── RECORDS SHOWN

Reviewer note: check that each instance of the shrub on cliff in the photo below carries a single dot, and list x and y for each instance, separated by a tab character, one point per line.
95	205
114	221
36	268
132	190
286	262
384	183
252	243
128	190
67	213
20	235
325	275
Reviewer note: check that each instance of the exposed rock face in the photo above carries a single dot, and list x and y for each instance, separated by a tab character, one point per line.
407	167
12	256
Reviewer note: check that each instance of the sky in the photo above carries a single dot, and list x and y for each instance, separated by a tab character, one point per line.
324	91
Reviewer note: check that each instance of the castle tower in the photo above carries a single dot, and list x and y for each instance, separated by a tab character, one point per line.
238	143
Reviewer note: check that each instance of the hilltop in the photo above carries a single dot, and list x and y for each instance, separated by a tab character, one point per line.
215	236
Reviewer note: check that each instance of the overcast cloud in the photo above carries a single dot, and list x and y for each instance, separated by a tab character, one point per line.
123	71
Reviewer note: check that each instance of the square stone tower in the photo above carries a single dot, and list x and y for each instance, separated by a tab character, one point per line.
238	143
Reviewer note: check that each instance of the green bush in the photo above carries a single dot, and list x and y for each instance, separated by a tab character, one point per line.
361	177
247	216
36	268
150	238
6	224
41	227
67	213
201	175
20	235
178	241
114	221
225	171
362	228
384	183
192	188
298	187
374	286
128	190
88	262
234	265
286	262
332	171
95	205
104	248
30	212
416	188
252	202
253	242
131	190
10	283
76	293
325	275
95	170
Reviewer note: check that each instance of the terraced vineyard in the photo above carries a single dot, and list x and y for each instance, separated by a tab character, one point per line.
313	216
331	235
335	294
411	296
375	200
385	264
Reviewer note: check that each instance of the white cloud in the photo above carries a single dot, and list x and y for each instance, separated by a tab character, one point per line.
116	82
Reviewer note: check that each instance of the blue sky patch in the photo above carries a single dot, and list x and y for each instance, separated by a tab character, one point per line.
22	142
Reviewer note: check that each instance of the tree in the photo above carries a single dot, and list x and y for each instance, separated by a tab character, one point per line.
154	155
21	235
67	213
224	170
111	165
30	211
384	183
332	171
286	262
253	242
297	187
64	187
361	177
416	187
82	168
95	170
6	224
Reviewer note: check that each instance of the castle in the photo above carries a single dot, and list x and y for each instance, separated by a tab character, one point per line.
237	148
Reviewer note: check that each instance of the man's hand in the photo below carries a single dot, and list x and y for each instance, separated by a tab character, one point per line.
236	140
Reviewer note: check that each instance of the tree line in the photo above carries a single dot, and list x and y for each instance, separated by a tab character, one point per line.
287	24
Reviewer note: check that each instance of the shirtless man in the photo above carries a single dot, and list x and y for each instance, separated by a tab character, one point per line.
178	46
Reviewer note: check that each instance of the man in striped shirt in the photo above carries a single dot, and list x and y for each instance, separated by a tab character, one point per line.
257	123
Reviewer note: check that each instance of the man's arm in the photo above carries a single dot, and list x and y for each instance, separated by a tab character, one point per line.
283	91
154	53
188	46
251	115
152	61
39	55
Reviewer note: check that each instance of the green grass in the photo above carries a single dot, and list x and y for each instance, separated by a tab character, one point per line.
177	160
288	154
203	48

────

The material above is to be transcribed in full, exactly as it stands.

Reviewer note: check that each instance of the shrub on cliff in the photo below carries a single dot, and list x and y for each instance, separated by a tab character, one point per line.
95	205
114	221
36	268
132	190
286	262
384	183
252	243
128	190
67	213
20	235
325	275
Reviewer note: check that each instance of the exposed rock face in the photo above carries a single dot, and list x and y for each instance, separated by a tab character, one point per line.
407	167
12	256
Reviewer note: check that each instance of the sky in the photo above carries a single dot, and list x and y for each instance, separated by a tab character, one point per line.
324	91
Reviewer note: check that each instance of the castle tower in the photo above carries a single dot, and list x and y for each instance, separated by a tab character, one point per line.
238	143
Reviewer note: check that each instance of the hilltop in the photo above carries a single dot, and list x and y for each instance, separated by a tab character, one point per line.
215	236
Reviewer note: check that each instance of the overcast cloud in the photo above carries a single dot, and list x and y for each instance, separated by a tab character, one point per line.
123	71
Reviewer note: check that each instance of the square stone tower in the photo above carries a single dot, and list x and y for each instance, separated by a tab character, one point per line.
238	143
Reviewer note: check that each instance of the green bush in the photo above carries a single dot, and list x and y for each instance, separated by a tab character, one point per line.
361	177
247	216
36	268
150	238
6	224
41	227
67	213
201	175
20	235
178	241
114	221
225	171
362	228
384	183
192	188
298	187
374	286
128	190
88	262
234	265
286	262
332	171
95	205
104	248
30	212
416	188
252	202
253	242
131	190
10	283
76	293
325	275
95	170
Reviewer note: check that each instance of the terraced vineyard in the photo above carries a single dot, and list x and y for each instance, separated by a tab character, one point per line.
313	216
331	235
335	294
411	296
375	200
385	264
Reviewer note: check that each instance of the white cloud in the photo above carries a single dot, and list x and y for each instance, separated by a tab character, one point per line.
116	82
Reviewer note: check that each instance of the blue sky patch in the photo above carries a single dot, and list x and y for each instance, separated by a tab character, one point per line.
22	142
Reviewer note: check that each instance of the tree in the photo above carries a single dot, and list x and y for each instance, separated by a tab character, one point per line.
154	155
21	235
67	213
224	170
111	165
30	211
384	183
332	171
286	262
253	242
297	187
64	187
361	177
416	187
82	168
95	170
6	224
Reviewer note: check that each instance of the castle in the photo above carries a single dot, and list x and y for each instance, separated by a tab character, one point per line.
237	148
Reviewer note: check that each instance of the man's hand in the photo below carries a single dot, and list x and y for each instance, separated by a tab character, one point per line.
236	140
Reviewer note: check that each instance of the tree line in the photo above carries a single dot, and list x and y for each instance, separated by a tab character, one point per line.
287	24
Reviewer note: check that each instance of the shirtless man in the photo above carries a single dot, and list x and y for each instance, separated by a tab character, one point per line.
178	46
Reviewer note: check that each instance of the man in striped shirt in the photo above carries a single dot, and list x and y for each instance, separated by a tab character, one point per line.
257	123
Reviewer note: check that each instance of the man's arm in the photo above carries a single dot, and list x and y for each instance, separated by a tab character, one point per line.
283	91
154	53
188	46
251	115
152	61
39	55
Reviewer note: check that each instance of the green grass in the photo above carries a single dot, and list x and y for each instance, separated by a tab character, one point per line.
177	160
288	154
203	48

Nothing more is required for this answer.